▶ Work required: Give back only the lines from the one with "the snow-covered roof" through the last line of the data, exactly as they appear.

▶ Dataset content:
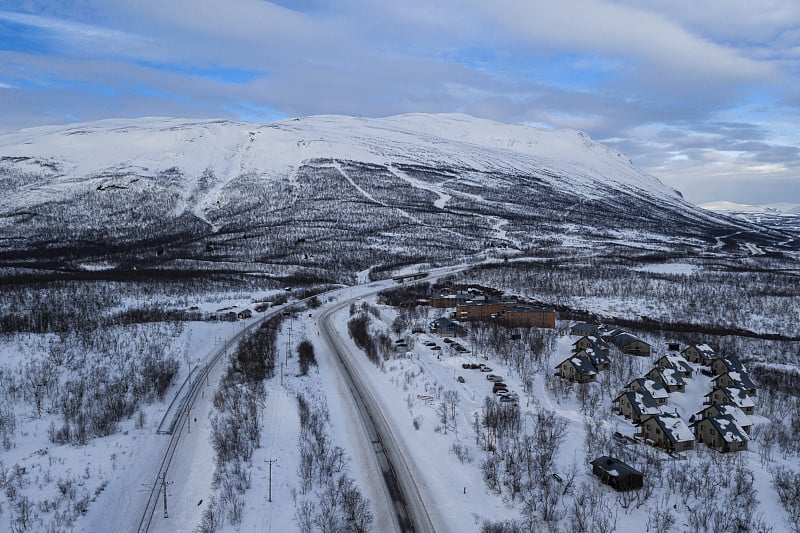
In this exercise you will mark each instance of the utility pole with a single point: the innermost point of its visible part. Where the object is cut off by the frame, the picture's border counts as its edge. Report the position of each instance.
(270, 461)
(164, 488)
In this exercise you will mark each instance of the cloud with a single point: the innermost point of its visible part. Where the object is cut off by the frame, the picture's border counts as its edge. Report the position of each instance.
(700, 90)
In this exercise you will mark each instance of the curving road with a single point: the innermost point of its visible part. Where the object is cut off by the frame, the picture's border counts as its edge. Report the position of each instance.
(411, 514)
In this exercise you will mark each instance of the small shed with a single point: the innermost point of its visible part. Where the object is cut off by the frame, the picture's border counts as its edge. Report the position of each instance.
(617, 474)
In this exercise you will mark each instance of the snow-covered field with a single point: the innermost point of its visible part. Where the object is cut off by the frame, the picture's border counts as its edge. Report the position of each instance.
(95, 486)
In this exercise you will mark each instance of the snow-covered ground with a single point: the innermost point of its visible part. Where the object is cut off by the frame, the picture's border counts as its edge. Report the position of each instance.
(413, 386)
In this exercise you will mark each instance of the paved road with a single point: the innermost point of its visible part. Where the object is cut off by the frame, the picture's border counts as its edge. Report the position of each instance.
(406, 501)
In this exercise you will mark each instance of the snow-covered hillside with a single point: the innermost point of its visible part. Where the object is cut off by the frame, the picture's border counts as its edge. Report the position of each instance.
(315, 193)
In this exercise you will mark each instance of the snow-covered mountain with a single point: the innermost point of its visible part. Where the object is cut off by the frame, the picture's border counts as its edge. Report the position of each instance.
(733, 207)
(326, 193)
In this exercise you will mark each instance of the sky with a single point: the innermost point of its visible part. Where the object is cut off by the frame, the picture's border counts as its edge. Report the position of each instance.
(703, 95)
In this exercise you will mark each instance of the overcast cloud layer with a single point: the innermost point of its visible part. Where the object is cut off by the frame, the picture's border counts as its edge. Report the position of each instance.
(704, 95)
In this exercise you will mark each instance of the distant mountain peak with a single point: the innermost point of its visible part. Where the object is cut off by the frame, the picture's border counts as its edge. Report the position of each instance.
(732, 207)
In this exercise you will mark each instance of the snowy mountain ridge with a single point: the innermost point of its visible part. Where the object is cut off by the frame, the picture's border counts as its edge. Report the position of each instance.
(151, 145)
(727, 207)
(305, 192)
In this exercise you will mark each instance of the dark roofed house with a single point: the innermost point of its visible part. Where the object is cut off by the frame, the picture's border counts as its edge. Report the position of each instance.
(635, 405)
(444, 301)
(670, 378)
(529, 316)
(445, 327)
(599, 359)
(729, 409)
(577, 368)
(702, 354)
(630, 344)
(667, 431)
(740, 380)
(617, 474)
(484, 309)
(654, 387)
(678, 363)
(722, 433)
(584, 328)
(730, 363)
(590, 341)
(732, 395)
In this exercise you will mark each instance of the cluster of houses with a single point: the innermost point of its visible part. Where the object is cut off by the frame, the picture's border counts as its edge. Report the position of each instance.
(474, 305)
(591, 352)
(722, 425)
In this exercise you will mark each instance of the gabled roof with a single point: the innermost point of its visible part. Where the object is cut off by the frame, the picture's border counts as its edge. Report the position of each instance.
(677, 362)
(742, 379)
(705, 350)
(735, 395)
(641, 401)
(585, 328)
(529, 309)
(614, 467)
(597, 357)
(669, 376)
(655, 388)
(582, 364)
(673, 426)
(732, 410)
(728, 429)
(595, 340)
(731, 362)
(624, 338)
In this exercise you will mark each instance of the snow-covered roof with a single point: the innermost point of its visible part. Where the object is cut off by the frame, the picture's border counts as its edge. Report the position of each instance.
(597, 357)
(742, 379)
(582, 364)
(728, 429)
(706, 351)
(655, 388)
(675, 429)
(735, 395)
(733, 411)
(732, 362)
(677, 362)
(642, 402)
(669, 376)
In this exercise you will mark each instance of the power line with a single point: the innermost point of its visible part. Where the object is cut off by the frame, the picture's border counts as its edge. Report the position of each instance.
(270, 461)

▶ Response:
In this exercise you will mark each instance of the snow-covered roof with a single point: the innermost point of its visible part. Where the object is cut off by the frame, the picture's border counts as its edge. Report the position of each instance.
(597, 357)
(742, 379)
(582, 364)
(728, 429)
(706, 351)
(655, 388)
(675, 429)
(735, 395)
(733, 411)
(732, 362)
(677, 362)
(642, 402)
(669, 376)
In this exercise you will mark each instance of the power line with a single point: the innermost point of its visible part. Where the object is cut off by the frame, the picture's border counts as its edge. Report the position of each instance.
(270, 461)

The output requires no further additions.